Records from a data collection:
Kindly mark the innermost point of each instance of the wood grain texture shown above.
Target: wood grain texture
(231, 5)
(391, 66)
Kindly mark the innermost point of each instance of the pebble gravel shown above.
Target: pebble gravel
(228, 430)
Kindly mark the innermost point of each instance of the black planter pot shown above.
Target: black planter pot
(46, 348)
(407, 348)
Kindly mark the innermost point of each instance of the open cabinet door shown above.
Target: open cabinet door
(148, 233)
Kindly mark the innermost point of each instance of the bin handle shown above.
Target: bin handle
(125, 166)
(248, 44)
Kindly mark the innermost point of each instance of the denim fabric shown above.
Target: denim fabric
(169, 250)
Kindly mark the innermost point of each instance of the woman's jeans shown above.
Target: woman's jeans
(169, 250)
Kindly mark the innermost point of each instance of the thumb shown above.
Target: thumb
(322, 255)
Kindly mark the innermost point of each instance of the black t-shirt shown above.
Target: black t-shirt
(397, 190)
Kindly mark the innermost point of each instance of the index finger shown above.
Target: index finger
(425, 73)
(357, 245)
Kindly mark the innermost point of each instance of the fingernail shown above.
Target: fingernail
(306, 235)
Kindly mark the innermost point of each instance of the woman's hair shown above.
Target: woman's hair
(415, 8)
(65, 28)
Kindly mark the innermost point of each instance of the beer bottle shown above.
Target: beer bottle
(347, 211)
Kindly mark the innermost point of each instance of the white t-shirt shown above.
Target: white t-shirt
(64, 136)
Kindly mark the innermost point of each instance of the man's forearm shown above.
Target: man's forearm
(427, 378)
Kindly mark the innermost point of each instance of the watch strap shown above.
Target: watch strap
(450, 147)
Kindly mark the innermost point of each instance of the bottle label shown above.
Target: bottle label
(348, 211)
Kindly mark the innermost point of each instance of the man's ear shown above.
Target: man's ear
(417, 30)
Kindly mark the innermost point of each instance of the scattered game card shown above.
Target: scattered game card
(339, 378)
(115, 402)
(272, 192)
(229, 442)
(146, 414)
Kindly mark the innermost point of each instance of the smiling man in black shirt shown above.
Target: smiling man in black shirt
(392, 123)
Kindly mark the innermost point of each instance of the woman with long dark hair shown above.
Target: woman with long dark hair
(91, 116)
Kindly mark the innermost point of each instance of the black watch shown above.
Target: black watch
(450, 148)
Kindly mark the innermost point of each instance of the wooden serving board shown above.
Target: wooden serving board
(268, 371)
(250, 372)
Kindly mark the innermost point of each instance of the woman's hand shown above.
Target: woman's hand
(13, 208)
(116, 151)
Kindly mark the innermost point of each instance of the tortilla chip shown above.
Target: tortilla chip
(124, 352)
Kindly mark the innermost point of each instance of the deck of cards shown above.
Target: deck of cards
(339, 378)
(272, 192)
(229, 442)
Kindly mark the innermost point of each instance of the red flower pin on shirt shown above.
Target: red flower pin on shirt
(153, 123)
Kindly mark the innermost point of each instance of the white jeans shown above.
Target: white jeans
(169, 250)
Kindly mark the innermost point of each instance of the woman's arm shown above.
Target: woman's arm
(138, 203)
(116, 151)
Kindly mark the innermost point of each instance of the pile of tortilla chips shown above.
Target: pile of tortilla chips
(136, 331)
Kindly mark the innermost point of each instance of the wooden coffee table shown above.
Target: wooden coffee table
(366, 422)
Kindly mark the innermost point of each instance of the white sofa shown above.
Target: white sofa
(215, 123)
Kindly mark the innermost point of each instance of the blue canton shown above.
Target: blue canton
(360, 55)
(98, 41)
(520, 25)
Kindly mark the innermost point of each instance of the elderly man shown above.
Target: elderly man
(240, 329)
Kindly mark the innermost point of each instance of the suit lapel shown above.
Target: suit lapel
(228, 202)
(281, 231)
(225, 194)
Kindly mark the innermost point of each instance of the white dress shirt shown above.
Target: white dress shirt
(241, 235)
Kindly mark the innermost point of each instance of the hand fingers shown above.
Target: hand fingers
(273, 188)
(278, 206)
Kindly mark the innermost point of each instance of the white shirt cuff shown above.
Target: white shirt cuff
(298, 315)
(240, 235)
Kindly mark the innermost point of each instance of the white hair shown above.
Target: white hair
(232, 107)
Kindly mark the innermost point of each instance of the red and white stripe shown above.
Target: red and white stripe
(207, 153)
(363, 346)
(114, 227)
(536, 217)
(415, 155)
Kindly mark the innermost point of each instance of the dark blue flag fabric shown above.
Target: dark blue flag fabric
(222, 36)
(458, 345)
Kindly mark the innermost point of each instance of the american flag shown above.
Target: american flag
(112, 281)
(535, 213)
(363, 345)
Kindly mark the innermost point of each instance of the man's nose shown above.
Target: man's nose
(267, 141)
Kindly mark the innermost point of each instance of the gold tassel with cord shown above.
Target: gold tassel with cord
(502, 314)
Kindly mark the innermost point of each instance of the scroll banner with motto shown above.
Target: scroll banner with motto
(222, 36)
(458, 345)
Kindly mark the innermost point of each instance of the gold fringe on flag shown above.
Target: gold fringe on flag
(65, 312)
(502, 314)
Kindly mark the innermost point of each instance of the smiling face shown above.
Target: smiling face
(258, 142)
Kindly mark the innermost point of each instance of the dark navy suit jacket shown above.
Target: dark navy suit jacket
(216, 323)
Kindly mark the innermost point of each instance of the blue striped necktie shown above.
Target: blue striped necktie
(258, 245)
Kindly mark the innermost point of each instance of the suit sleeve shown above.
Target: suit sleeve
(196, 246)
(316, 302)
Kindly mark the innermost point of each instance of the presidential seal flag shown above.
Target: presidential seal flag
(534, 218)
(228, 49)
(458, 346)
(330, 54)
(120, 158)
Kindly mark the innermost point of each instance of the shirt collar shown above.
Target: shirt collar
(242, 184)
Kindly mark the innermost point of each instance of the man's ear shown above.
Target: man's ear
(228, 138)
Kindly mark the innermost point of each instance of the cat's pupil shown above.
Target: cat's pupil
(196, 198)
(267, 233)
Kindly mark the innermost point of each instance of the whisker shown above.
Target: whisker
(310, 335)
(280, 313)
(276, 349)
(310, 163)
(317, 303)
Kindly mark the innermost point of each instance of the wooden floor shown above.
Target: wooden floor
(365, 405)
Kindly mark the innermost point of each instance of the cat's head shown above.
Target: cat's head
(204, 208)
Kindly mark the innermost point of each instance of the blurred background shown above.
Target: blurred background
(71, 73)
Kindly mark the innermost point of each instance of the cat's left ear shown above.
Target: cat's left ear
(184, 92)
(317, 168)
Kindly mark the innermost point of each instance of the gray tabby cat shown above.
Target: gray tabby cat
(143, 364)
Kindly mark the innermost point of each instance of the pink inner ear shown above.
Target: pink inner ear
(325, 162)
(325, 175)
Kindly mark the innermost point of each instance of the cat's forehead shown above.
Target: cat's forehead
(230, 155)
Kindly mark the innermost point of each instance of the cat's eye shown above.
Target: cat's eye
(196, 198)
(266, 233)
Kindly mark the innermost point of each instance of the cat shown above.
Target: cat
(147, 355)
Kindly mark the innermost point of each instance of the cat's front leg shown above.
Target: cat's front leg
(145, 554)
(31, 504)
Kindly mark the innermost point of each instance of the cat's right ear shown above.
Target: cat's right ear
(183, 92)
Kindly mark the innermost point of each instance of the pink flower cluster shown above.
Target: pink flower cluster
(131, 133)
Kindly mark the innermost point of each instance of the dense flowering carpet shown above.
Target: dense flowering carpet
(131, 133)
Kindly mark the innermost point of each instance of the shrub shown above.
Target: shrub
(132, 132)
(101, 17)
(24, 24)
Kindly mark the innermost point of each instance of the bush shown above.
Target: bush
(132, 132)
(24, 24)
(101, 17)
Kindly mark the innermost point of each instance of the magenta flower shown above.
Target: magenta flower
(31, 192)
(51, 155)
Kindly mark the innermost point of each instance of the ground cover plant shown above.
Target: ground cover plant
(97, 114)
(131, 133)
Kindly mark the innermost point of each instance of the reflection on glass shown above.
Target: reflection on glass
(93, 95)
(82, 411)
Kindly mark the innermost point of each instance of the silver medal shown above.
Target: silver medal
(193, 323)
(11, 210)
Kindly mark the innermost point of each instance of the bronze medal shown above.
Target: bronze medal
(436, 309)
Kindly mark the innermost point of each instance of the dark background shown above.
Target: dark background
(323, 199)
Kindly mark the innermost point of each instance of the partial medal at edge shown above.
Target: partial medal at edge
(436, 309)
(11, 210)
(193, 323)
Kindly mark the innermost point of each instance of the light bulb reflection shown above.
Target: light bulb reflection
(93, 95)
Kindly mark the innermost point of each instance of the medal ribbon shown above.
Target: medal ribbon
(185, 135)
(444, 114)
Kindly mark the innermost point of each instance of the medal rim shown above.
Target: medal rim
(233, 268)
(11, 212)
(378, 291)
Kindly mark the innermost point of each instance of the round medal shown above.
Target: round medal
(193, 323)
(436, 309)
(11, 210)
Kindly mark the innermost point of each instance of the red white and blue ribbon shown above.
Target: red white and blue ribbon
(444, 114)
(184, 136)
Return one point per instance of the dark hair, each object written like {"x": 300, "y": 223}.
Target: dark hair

▶ [WHAT YOU SHOULD DO]: All lines from the line containing "Kindly mark the innermost point of each instance of the silver" through the end of the listing above are to be duplicated exactly; include both ends and nothing further.

▶ [RESPONSE]:
Kindly mark the innermost point of each instance of the silver medal shown above.
Target: silver medal
(193, 323)
(11, 210)
Kindly mark the innermost point of each instance of the bronze medal shown above.
Target: bronze medal
(436, 309)
Kindly mark the innermost point of each instance of the dark background shown above.
Target: dark background
(323, 199)
Kindly mark the innermost point of each instance of the partial medal at edge shown above.
Target: partial medal at edge
(436, 309)
(11, 210)
(193, 323)
Kindly mark the innermost point of each instance of the light bulb reflection shown above.
Target: light bulb reflection
(93, 95)
Kindly mark the innermost point of each instance of the medal ribbon shown above.
Target: medal ribbon
(185, 135)
(444, 114)
Kindly mark the innermost point of each instance of the medal rim shown above.
Target: medal rim
(233, 268)
(11, 212)
(378, 291)
Kindly mark the innermost point of each instance of the round medal shown above.
Target: round medal
(193, 323)
(436, 309)
(11, 210)
Kindly mark the innermost point of each instance of the red white and blue ribbon shown above.
Target: red white and blue ribbon
(444, 114)
(184, 136)
Return one point per instance of the dark hair, each object written like {"x": 300, "y": 223}.
Target: dark hair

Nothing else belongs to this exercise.